** Opening Extract to read block **
Autism Awareness: Both Actions and Words are Needed
Posted Apr 01 2009 2:52pm
One of my favorite writers, Kim Stagliano, has a post on Age of Autism today entitled, We're Aware Already, it's Autism Epidemic Action Month! And I totally agree with her. Any parent of a child on the spectrum is painfully aware of the autism epidemic and Kim has some wonderful suggestions for ways to be proactive and to offer real help to parents and their children on the spectrum. As she says, something as simple as offering to babysit so a harried parent of a newly diagnosed child can just take a break, go grocery shopping alone, or even make phone calls to doctors and insurance companies. All seemingly simple activities that are monumentally difficult to do when your adorable little autie or aspie toddlers are present.
Kim also gives a shout out to Lend4health, profiled by my friend Thomas at The ASD Experience. This wonderful group provides microloans for autism treatment funded through donations. They really are making a difference.
Actions definitely speak "louder than words," as Jenny McCarthy has shown.
But I am discovering that words are still needed too. I am struck at the lack of awareness and sensitivity that exists not only towards autism, but towards all people with special needs. Take for instance, the recent remarks by our President on The Tonight Show. Although he apologized, an apology accepted with grace by Timothy Shriver, those comments really hurt. I forgive him, we've all said things we regret and I agree with Mr. Shriver that it was a "teachable moment." But Mr. Obama's slip-up says to me we have much more educating to do. (And while I am on this topic, take a moment to sign the Special Olympics'spread the word to end the word pledge.)
In my every day life, I was faced with an example of lack of autism awareness just yesterday. It was also another example of the huge contrast I see between the treatment and awareness for cancer, as compared to autism, as I have disussed here.
I went for a follow-up appointment with my primary care doctor. He is a nice man, a good man, with a delightful sense of humor. I have been going to him for more than 10 years. Until I was diagnosed with cancer, he used to always joke with me about how I was healthier than he was. My diagnosis totally surprised him and seemed to really upset him. His demeanor towards me changed, and now he rarely jokes but speaks very gently, though yesterday he did say I was doing great and he hoped I would run in the Susan G. Koman marathon.
** Closing Extract to read block **
** Opening Records shown block **
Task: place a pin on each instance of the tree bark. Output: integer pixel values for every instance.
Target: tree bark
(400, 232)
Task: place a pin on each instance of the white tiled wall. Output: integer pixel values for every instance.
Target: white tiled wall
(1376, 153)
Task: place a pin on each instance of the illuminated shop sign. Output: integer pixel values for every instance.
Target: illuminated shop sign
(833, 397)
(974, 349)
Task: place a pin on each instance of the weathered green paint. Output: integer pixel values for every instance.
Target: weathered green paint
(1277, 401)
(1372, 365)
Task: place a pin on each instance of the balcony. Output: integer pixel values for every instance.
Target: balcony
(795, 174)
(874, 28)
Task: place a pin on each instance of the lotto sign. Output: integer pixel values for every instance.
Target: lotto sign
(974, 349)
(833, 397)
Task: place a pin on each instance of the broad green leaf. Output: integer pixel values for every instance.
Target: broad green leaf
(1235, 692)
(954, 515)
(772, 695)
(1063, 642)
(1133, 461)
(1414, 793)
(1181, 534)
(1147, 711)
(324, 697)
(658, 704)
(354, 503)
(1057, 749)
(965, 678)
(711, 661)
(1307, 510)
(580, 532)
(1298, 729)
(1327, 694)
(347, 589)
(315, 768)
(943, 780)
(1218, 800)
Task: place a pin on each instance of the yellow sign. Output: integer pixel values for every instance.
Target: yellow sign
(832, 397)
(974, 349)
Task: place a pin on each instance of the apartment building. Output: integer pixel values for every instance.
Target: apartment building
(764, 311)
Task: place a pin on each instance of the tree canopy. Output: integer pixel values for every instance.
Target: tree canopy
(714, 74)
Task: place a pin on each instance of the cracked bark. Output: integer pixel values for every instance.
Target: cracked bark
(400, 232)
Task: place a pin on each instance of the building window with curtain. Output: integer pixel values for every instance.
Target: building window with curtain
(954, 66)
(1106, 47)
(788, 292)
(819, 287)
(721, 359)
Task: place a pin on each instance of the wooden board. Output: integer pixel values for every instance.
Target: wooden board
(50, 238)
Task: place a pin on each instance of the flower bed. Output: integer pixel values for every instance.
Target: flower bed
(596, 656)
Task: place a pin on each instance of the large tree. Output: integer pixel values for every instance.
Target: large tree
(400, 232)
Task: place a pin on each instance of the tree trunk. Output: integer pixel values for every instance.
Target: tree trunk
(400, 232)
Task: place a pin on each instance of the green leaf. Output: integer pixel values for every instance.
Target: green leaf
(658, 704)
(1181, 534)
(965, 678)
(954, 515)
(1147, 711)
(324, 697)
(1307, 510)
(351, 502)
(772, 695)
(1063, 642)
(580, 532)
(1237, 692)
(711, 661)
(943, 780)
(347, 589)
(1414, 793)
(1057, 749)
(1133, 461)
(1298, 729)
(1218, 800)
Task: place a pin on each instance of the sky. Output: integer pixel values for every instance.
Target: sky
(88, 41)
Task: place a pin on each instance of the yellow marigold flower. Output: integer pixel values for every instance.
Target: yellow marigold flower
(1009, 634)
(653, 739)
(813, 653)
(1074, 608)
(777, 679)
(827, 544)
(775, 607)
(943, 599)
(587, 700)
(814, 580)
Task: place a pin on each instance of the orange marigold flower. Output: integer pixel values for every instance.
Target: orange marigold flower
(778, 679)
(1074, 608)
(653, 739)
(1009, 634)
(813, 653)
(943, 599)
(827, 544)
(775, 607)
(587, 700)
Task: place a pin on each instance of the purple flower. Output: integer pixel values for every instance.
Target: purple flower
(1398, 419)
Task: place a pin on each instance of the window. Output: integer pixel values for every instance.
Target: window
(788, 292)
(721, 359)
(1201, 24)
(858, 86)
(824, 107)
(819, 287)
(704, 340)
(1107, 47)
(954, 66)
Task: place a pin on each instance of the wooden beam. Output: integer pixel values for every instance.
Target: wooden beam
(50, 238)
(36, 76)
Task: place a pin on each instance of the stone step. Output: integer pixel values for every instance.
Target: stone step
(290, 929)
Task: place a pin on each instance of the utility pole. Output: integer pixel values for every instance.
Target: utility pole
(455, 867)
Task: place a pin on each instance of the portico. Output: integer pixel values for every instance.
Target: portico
** Closing Records shown block **
◆ **What you will do**: Print the part of the autism awareness post starting with "I went for a" and going on through "G. Koman marathon.". The rows are separate material and have nothing to do with the autism awareness post.

◆ **Problem solution**:
I went for a follow-up appointment with my primary care doctor. He is a nice man, a good man, with a delightful sense of humor. I have been going to him for more than 10 years. Until I was diagnosed with cancer, he used to always joke with me about how I was healthier than he was. My diagnosis totally surprised him and seemed to really upset him. His demeanor towards me changed, and now he rarely jokes but speaks very gently, though yesterday he did say I was doing great and he hoped I would run in the Susan G. Koman marathon.